----- Source text

Like most of our legal system, these laws came from the British common law tradition, which, on the one hand, recognized that a person had the right to protect himself from attacks except that the attack had to occur within the home; i.e., the ‘castle doctrine’ as it was known.  British law did not sanction lethal self-defense outside of one’s domicile, in fact, it was presumed that in a civilized, ordered society, retreat in the face of possible injury was always preferred.

The sanctity of human life transcending the necessity to protect oneself from possible injury disappeared, however, in the evolution of American penal law.  For that matter, the law’s recognition of armed self-protection in the case of home invasions (the ‘castle doctrine’) was extended to justify lethal self-defense in any location where the defender had the legal right to appear.  Cases which upheld this kind of reasoning appeared as early as 1806 and became common in the decades following the Civil War, particularly in the South.

Here is where Professor Light’s narrative gets interesting.  Because what she argues is that armed, self-defense, as codified in SYG laws coupled with concealed-carry laws (CCW) reflect a culture which celebrates the dominance of white men, particularly in the South, where ‘rugged individuality’ is a code for keeping women and African-Americans in their (subservient) ‘place.’ And rather than guns being used to equalize the power relations between white males and everyone else, what the author refers to as do-it-yourself (DIY) security just hardens the degree to which white male dominance continues to control the perceptions of crime, gender and race.

----------

▸ **To do**:
A. Answer these from the passage on self-defense law:
(i) Under the British 'castle doctrine', where did an attack have to occur?
(ii) How early did cases upholding lethal self-defense in any lawful location appear?
(iii) What abbreviation does the passage use for concealed-carry laws?
B. List each distinct phrase that the passage on self-defense law sets in single quotation marks.
The lines that come next have nothing to do with the passage above.

----- Material provided

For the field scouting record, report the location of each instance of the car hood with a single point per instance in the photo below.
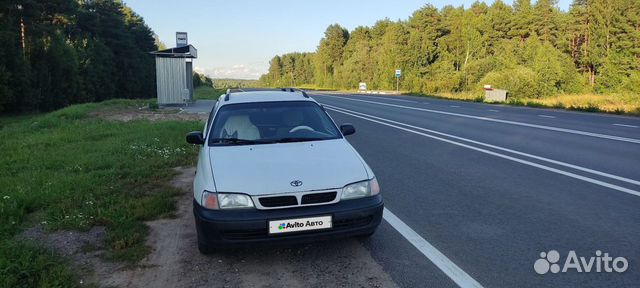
(270, 168)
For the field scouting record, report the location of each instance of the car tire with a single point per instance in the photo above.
(366, 235)
(205, 248)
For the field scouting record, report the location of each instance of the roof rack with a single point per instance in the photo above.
(229, 91)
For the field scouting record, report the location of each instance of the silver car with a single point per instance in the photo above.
(274, 167)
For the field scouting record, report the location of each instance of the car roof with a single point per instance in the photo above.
(273, 95)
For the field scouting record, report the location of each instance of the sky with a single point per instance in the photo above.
(237, 38)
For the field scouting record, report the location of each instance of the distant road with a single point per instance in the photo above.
(476, 192)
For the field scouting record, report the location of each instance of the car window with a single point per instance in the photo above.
(271, 122)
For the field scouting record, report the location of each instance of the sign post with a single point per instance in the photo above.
(398, 74)
(181, 39)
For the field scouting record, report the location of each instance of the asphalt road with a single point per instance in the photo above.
(486, 188)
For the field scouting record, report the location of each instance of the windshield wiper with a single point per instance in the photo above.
(238, 141)
(297, 139)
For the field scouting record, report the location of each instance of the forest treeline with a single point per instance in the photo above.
(59, 52)
(531, 49)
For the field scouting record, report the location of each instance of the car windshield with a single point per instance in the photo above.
(271, 122)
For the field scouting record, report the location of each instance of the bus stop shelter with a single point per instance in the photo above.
(174, 74)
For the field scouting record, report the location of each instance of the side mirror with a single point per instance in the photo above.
(195, 138)
(347, 129)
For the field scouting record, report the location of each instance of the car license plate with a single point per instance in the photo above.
(300, 224)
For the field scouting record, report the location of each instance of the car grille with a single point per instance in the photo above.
(318, 198)
(278, 201)
(258, 234)
(352, 223)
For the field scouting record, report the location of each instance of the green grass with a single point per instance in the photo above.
(627, 104)
(206, 92)
(68, 170)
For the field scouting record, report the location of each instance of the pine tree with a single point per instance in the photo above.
(329, 54)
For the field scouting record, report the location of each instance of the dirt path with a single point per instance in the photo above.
(176, 262)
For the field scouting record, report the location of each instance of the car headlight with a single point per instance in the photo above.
(234, 201)
(212, 200)
(361, 189)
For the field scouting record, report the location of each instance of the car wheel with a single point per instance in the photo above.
(205, 248)
(202, 246)
(366, 235)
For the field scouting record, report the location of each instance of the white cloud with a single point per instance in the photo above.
(238, 71)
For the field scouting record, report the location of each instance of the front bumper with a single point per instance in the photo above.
(248, 227)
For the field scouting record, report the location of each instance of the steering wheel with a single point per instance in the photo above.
(301, 127)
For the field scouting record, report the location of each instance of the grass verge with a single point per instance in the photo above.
(626, 104)
(68, 170)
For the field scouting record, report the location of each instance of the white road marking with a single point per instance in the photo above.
(578, 132)
(625, 125)
(596, 172)
(551, 169)
(436, 257)
(389, 98)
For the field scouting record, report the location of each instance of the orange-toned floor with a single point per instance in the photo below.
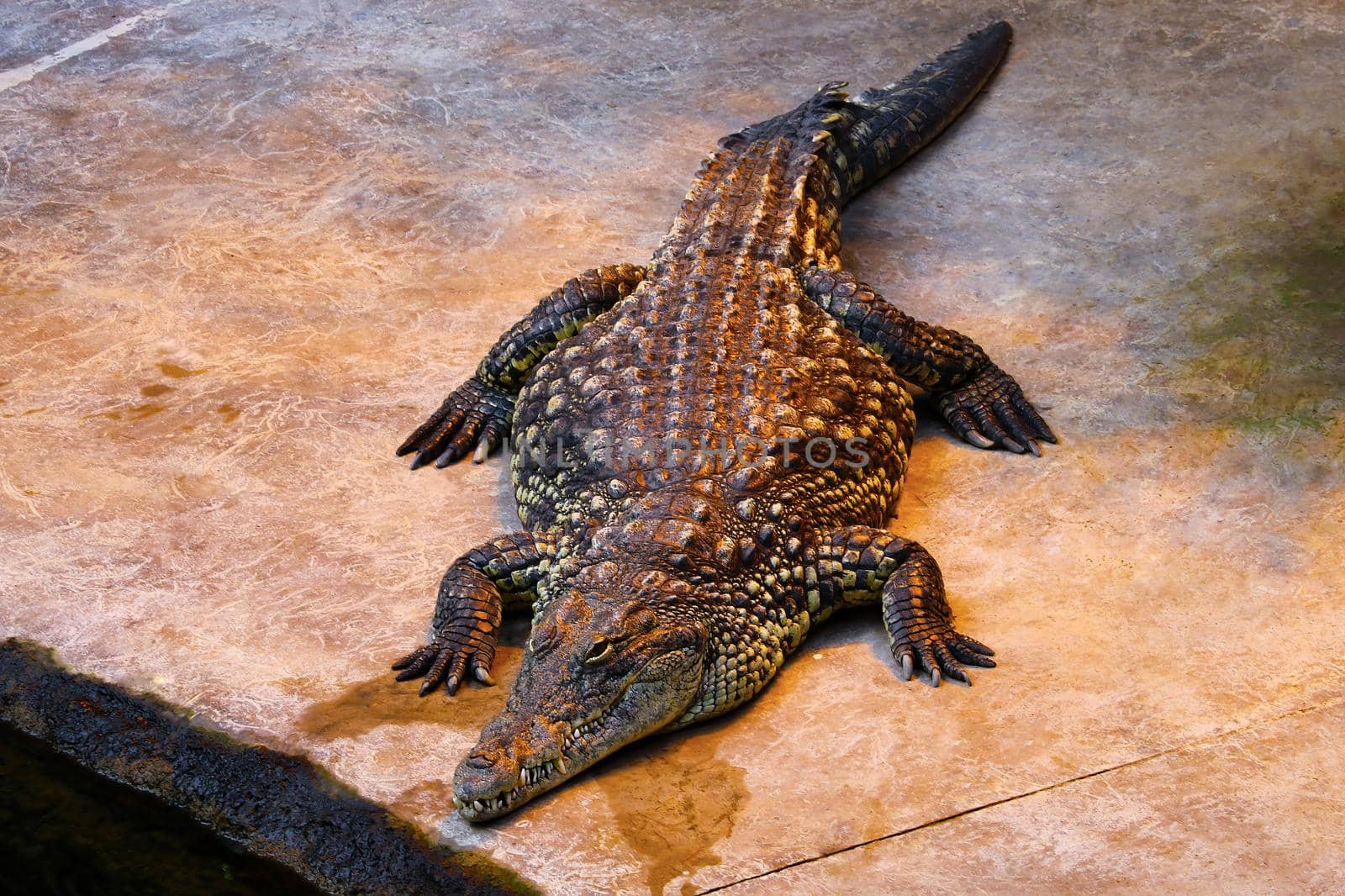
(245, 248)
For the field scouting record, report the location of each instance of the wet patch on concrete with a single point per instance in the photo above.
(672, 806)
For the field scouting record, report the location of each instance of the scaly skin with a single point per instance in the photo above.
(706, 450)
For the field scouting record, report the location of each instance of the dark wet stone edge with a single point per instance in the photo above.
(273, 804)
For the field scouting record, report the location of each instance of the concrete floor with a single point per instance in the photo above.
(245, 248)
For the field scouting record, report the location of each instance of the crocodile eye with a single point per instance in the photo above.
(599, 653)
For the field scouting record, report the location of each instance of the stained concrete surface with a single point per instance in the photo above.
(245, 248)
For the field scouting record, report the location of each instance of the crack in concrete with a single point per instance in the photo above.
(22, 74)
(932, 822)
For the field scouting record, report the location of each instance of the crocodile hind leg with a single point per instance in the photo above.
(479, 412)
(861, 564)
(471, 606)
(982, 403)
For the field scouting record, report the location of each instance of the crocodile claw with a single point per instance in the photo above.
(992, 409)
(477, 414)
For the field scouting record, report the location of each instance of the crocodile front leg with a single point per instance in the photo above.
(860, 564)
(471, 607)
(481, 410)
(982, 403)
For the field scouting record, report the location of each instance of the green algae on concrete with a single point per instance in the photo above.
(1266, 327)
(273, 804)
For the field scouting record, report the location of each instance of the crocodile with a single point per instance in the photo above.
(706, 450)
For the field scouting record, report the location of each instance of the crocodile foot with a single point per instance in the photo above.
(448, 660)
(941, 654)
(474, 414)
(992, 409)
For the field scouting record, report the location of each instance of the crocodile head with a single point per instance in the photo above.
(605, 665)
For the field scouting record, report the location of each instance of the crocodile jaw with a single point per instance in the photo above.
(654, 698)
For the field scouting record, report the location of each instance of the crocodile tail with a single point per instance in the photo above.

----------

▸ **Answers to the tasks**:
A.
(i) Within the home.
(ii) As early as 1806.
(iii) CCW.

B.
castle doctrine
rugged individuality
place